▸ **PASSAGE GIVEN**
===============

Strength of Cooldowns

  • Coming into The War Within, Blizzard indicated a desire to make our cooldowns feel more meaningful which they felt freed up to do by removing Pulsar. Currently, Celestial Alignment/Incarnation: Chosen of Elune are both still quite weak relative to other specs.

  • The new talent, Whirling Stars, seemed at first like it could be very interesting but the 9 second window feels extremely clunky given the number of casts we are required to fit into such a small period of time and the lack of power associated with Celestial Alignment. It is already difficult in the current 15 second window to dump Astral Power into Starsurge/Starfall, channel 4 seconds of Convoke, ensure you have spent all Dreamsurges if playing KotG, and then using globals on other spells like New/Half/Full Moon, Fury of Elune, and Wild Mushrooms if any are played. The reduction of this window to 9 seconds would make much of that impossible and also create clunky timing with effects such as Starlord.

Depth of Gameplay/Skill Expression

  • While some of the new talents are interesting, many continue to be more passive effects that will not meaningfully impact gameplay. This continues to be a concern across the entire spec tree, both hero talent trees, and the eclipse system’s impact on them. Any talent that just passively increases or procs extra damage on a builder, spender, or dot, generally doesn’t add anything to gameplay.

===============

▸ **INFORMATION SUPPLIED**
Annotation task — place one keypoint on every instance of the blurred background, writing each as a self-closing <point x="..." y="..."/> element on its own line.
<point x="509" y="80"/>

===============

▸ **TASKS FOR THIS EXERCISE**
a - Reproduce word for word the part of the talent feedback that begins with the words "Depth of Gameplay/Skill" and ends with the words "anything to gameplay.".
b - Summarize the talent feedback in two sentences.

▸ **ANSWERS PER TASK**
a -
Depth of Gameplay/Skill Expression

  • While some of the new talents are interesting, many continue to be more passive effects that will not meaningfully impact gameplay. This continues to be a concern across the entire spec tree, both hero talent trees, and the eclipse system’s impact on them. Any talent that just passively increases or procs extra damage on a builder, spender, or dot, generally doesn’t add anything to gameplay.

b - Despite Blizzard's stated aim to make cooldowns more meaningful in The War Within, Celestial Alignment and Incarnation: Chosen of Elune remain weak relative to other specs, and the new talent Whirling Stars would shrink the cooldown window to 9 seconds, making many required casts impossible to fit and creating clunky timing with effects like Starlord. Many new talents are also passive effects that will not meaningfully impact gameplay, a concern that extends across the entire spec tree and both hero talent trees.